* Supplied records *

----

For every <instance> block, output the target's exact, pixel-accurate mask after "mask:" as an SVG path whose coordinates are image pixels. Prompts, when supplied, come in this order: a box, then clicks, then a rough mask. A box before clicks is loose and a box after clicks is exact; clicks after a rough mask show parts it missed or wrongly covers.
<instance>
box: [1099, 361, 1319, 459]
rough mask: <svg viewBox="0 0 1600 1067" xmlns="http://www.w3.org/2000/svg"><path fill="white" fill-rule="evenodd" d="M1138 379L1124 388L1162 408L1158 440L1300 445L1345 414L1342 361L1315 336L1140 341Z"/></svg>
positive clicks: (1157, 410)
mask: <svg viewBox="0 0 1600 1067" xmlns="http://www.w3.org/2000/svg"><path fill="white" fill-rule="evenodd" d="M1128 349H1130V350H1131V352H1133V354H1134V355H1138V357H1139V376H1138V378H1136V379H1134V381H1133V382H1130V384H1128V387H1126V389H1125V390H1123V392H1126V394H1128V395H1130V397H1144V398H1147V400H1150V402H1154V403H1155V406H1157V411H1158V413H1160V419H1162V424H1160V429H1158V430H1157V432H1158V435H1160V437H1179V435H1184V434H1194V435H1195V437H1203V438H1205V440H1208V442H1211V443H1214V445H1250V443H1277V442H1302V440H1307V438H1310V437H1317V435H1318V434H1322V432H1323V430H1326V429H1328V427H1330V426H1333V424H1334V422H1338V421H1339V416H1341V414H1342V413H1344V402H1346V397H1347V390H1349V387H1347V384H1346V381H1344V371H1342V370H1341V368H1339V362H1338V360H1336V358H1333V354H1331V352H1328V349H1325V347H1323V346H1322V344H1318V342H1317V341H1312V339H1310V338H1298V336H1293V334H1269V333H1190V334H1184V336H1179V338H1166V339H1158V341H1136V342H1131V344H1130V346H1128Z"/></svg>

----

* Task details *
Reproduce the listing above verbatim, keeping every line unchanged and in its original order.

* Task response *
For every <instance> block, output the target's exact, pixel-accurate mask after "mask:" as an SVG path whose coordinates are image pixels. Prompts, when supplied, come in this order: a box, then clicks, then a rough mask. A box before clicks is loose and a box after clicks is exact; clicks after a rough mask show parts it missed or wrongly covers.
<instance>
box: [1099, 361, 1319, 459]
rough mask: <svg viewBox="0 0 1600 1067" xmlns="http://www.w3.org/2000/svg"><path fill="white" fill-rule="evenodd" d="M1138 379L1124 388L1162 408L1158 440L1300 445L1345 414L1342 361L1315 336L1140 341Z"/></svg>
positive clicks: (1157, 410)
mask: <svg viewBox="0 0 1600 1067" xmlns="http://www.w3.org/2000/svg"><path fill="white" fill-rule="evenodd" d="M1128 349H1130V350H1131V352H1133V354H1134V355H1138V357H1139V376H1138V378H1136V379H1134V381H1133V382H1130V384H1128V387H1126V389H1125V390H1123V392H1126V394H1128V395H1130V397H1144V398H1147V400H1150V402H1154V403H1155V406H1157V411H1158V413H1160V419H1162V424H1160V429H1158V430H1157V432H1158V435H1160V437H1179V435H1184V434H1194V435H1195V437H1203V438H1205V440H1208V442H1211V443H1214V445H1250V443H1277V442H1302V440H1307V438H1310V437H1317V435H1318V434H1322V432H1323V430H1326V429H1328V427H1330V426H1333V424H1334V422H1338V421H1339V416H1341V414H1342V413H1344V402H1346V397H1347V390H1349V387H1347V384H1346V381H1344V371H1342V370H1341V368H1339V362H1338V360H1336V358H1333V354H1331V352H1328V349H1325V347H1323V346H1322V344H1318V342H1317V341H1312V339H1310V338H1298V336H1293V334H1269V333H1190V334H1184V336H1179V338H1166V339H1158V341H1136V342H1131V344H1130V346H1128Z"/></svg>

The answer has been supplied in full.